● **PARTS OF THE EXERCISE**:
• 1. According to the forum thread, which kernel already has sound(4) and snd_hda(4) built in?
• 2. Reproduce everything in the forum thread from "Have you tried" down to "(Aug 2, 2021)", word for word.

● **SOURCE EXTRACT**:
╔══
Remove these two. They belong in /boot/loader.conf. But you don't need to load them anyway. Both sound(4) and snd_hda(4) are already built-in with the GENERIC kernel so they don't need to be loaded.


----------



## Gridsah (Jul 29, 2021)

SirDice said:


> Remove these two. They belong in /boot/loader.conf. But you don't need to load them anyway. Both sound(4) and snd_hda(4) are already built-in with the GENERIC kernel so they don't need to be loaded.


Thank you for reminding me. I removed the two lines, but the problem is still here.

I guess the screen blink and blacked screen may caused by Realtek ALC283 driver or intel HD4400 (i915) driver?

Realtek ALC283 is my default audio out device, but I am sure no voice out from it. After I selected Intel Haswell (HDMI/DP 8ch) as my voice out device, the screen problem happned.


----------



## the3ajm (Jul 31, 2021)

Have you tried switching to an older video driver i915kms that comes with the kernel? Looks like you might be using the newer one.


----------



## fbsd_ (Aug 2, 2021)

SirDice said:


> Remove these two. They belong in /boot/loader.conf. But you don't need to load them anyway. Both sound(4) and snd_hda(4) are already built-in with the GENERIC kernel so they don't need to be loaded.


Yea as SirDice told me before, you need to add anything that contains 'load' to /boot/loader.conf


----------



## grahamperrin@ (Aug 7, 2021)

Gridsah said:


> … Firefox … After I selected Intel Haswell (HDMI/DP 8ch) as my voice out device, the screen problem happned.



Maybe irrelevant, but try `media.cubeb.backend` `oss`

<https://www.freshports.org/www/firefox/#message>


----------
╚══
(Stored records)
╔══
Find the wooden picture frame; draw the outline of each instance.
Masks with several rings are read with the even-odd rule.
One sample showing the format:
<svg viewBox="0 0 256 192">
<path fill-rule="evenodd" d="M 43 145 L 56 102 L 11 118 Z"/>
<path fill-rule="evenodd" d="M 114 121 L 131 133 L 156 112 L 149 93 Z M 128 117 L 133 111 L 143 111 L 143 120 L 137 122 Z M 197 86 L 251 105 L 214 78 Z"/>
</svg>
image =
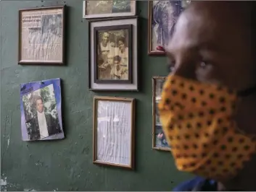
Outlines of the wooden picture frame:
╚══
● **SOLUTIONS TO EACH TASK**:
• 1. The GENERIC kernel.

• 2.
Have you tried switching to an older video driver i915kms that comes with the kernel? Looks like you might be using the newer one.


----------



## fbsd_ (Aug 2, 2021)